Henry Wei Leung

Ruins Above Water

1.

The Guardian called it the “Umbrella Revolution.” Imagine that: the name came from English-language voyeurism before it was translated back into Chinese on banners in the camps. It continues to be contentious with those who insist on “Umbrella Movement” instead. “Revolution” was inaccurate and provocational. It paved a road for mainland Chinese newspapers to declare the “defeat of Hong Kong’s color revolution” in December. And if such will be China’s official history, then like a thousand other incidents and suppressions it is an erasure of individual experience. But unlike those thousand others, this case of erasure was already in place at the beginning, on September 28, with a name stamped on by foreign press, with Hong Kong’s story told once again by outsiders. That is foreign intervention at a deeply epistemological level.

In October, Kenny G visited the protest camp in Admiralty. He was the first Western celebrity to make such an appearance. By then, signs reading “This is Not a Tourist Attraction” had already appeared in Admiralty, and more aggressive equivalents like “This is Not a Zoo” had already appeared in Mong Kok. He took a photo of himself in the encampment, then posted the photo on his website. China issued a warning about foreign interference, with the implication that he might lose millions of sales in the mainland. He replaced the photo with an apology, a note with love for China, and a platitude for peaceful resolution. Like most visitors and tourists, he seemed not to have realized that to cross from the pedestrian path into the threshold of occupied streets was to join in what the government had declared an illegal gathering, to participate in a phrase inherited from Thoreau, “civil disobedience,” which has now come to be defined in large part by a willingness to accept legal sanctions. Of course it is entirely possible that a passing foreigner might stumble into an activity he knows nothing about. But is the failure to understand an acceptable excuse? What is responsibility?

A few times in November’s lull, I was asked to guide people in a walkthrough of the camps, sometimes people I barely knew. I never did. I never could. “Here’s where I lay down to sleep on the highway for the first time, and was woken at five the next morning by a girl running through yelling at us to wake up because riot police were pushing in from the borders. Here is where I stood at a bus stop and was pushed around by the anti-triad unit while watching a pedestrian crowd assaulted even as they fled. Here is where I saw blood shed, and a student beaten, and here, and here. Here is where, after a night caught inside a crowd while the police kept charging us without provocation, after passing forward construction helmets and umbrellas—neither of which is more than a useless shield—and after seeing young people carried back to first aid stations, I wandered in a moment of respite to the barricade with an altar to Kwan Tai, the god of justice, and lit three sticks of incense, and bowed, then turned to see a photographer leaning with his big camera over my shoulder as though my prayer had been a performance for his sake. Here is where I sat, and listened. Here is where I learned to sit, and shut up, and just listen. Here is where I disappeared to when I could not listen and I sat with my head in my hands.”

### Dataset
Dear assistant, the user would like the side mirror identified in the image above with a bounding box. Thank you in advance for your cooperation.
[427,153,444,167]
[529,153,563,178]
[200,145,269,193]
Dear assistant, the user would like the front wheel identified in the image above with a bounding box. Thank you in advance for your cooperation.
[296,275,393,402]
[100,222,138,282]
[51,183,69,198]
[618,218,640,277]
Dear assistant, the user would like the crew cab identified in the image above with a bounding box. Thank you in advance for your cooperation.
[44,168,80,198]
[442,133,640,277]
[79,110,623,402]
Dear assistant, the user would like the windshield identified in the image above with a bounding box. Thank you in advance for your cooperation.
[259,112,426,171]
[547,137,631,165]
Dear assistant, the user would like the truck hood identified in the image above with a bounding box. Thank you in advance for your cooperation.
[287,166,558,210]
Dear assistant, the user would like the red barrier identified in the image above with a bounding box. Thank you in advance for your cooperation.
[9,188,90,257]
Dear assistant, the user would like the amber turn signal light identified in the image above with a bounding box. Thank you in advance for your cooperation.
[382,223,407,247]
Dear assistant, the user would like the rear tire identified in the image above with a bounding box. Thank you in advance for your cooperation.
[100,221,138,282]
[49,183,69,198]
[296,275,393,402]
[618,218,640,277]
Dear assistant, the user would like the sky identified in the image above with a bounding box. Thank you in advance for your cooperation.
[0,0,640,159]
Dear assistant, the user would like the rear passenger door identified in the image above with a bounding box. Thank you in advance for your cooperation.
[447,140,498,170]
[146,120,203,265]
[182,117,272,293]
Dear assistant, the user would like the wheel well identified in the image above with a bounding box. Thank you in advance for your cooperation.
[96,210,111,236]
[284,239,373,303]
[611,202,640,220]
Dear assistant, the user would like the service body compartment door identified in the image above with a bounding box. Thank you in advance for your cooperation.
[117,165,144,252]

### Given problem
In the Hong Kong protest essay, who was the first Western celebrity to appear at the protest camp in Admiralty? The entries have no connection to the Hong Kong protest essay.

### Written response
Kenny G.